§ **EXERCISE DESCRIPTION**
Please pick out each line in the material below that contains the word "rock" and copy those lines in full.

§ **MATERIAL**
▶

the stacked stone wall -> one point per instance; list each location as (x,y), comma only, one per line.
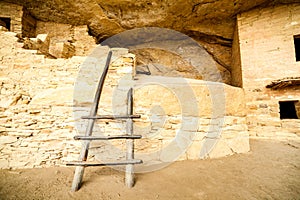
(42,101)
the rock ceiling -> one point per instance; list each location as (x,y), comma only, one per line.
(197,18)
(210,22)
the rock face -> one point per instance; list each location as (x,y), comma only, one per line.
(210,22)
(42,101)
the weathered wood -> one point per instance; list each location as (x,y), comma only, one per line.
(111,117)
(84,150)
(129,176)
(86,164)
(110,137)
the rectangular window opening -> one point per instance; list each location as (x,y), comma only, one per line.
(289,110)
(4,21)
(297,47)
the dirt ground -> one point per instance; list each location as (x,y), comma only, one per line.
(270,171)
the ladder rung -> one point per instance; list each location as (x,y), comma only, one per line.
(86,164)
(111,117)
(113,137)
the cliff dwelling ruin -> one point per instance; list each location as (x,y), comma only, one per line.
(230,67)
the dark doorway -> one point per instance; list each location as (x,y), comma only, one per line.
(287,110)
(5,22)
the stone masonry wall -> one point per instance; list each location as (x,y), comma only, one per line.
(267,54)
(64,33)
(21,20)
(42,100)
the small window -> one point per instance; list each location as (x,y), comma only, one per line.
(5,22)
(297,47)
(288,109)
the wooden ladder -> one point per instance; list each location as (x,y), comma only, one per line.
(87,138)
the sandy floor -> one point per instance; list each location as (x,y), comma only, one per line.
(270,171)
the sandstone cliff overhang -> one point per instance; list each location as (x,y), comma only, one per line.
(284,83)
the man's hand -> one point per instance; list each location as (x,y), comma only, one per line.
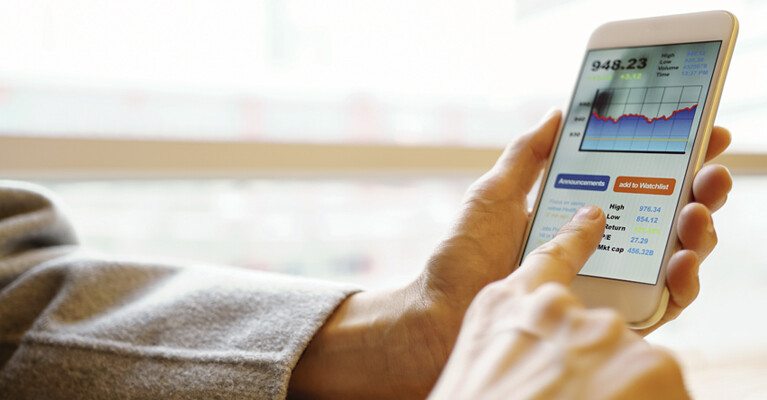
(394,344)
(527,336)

◀
▶

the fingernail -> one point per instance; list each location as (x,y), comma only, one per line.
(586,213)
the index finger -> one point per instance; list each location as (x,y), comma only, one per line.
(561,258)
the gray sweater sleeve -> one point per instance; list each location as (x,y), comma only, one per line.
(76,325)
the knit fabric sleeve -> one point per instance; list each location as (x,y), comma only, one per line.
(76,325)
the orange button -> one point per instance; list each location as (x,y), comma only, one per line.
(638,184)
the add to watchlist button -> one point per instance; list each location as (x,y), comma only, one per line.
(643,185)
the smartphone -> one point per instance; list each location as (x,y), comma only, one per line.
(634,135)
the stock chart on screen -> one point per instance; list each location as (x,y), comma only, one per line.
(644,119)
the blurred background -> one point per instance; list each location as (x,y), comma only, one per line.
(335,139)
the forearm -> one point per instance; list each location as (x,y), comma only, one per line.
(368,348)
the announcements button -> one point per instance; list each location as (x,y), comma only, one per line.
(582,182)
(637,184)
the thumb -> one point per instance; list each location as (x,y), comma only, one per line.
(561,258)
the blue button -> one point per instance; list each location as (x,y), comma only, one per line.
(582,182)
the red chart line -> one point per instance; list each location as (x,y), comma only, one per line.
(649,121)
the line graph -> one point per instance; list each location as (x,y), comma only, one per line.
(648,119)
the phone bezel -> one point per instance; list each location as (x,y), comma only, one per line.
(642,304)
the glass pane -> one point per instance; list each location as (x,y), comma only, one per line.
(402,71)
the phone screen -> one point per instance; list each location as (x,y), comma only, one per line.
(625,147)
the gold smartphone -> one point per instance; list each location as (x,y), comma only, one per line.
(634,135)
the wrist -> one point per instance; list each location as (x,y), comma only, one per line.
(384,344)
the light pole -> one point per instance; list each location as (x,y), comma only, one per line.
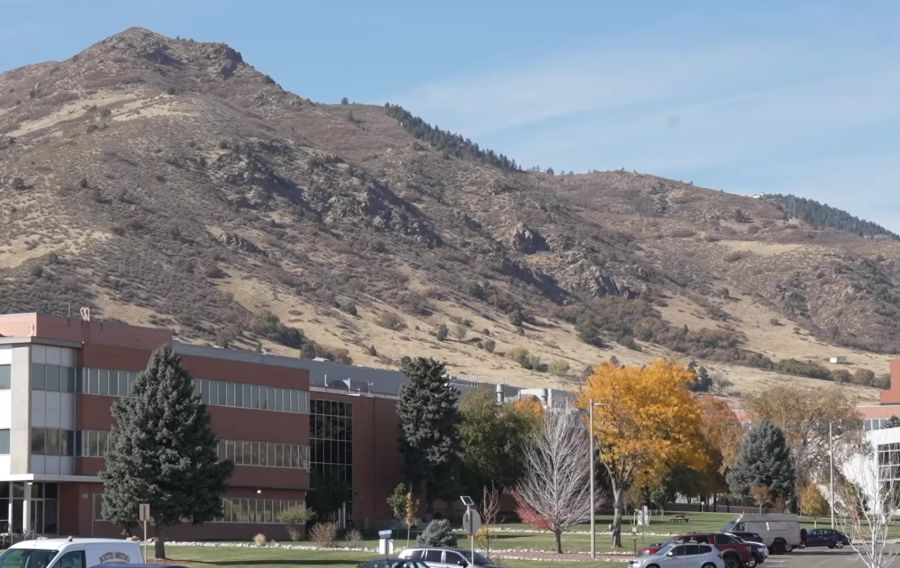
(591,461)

◀
▶

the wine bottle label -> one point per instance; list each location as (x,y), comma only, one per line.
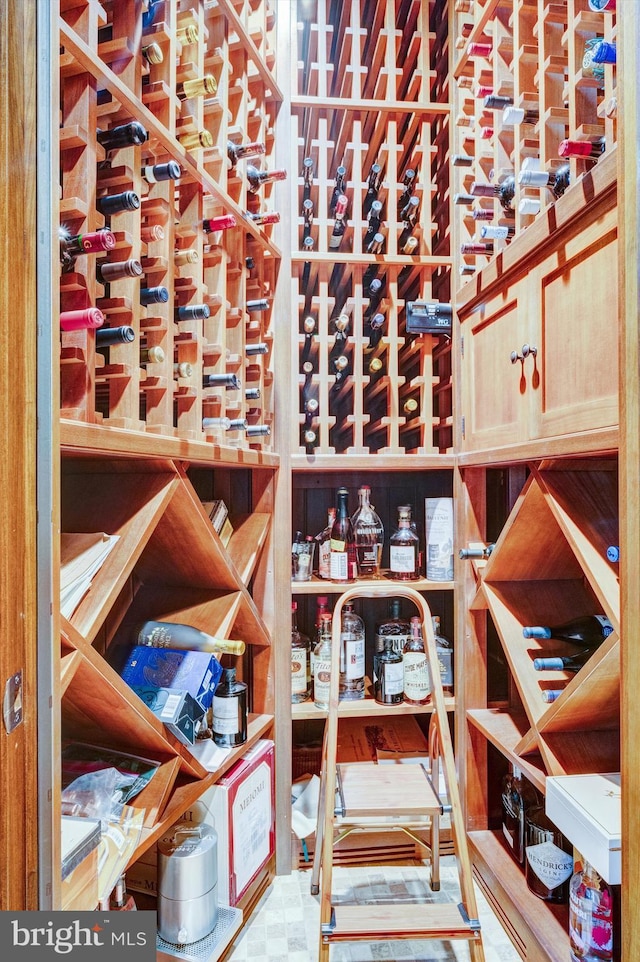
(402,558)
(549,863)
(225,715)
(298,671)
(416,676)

◀

§ **TASK RESPONSE**
the rock ceiling -> one point per instance; list each location as (x,y), comma only, one per line.
the rock face -> one point per instance; list each location as (x,y), comma only, one per line.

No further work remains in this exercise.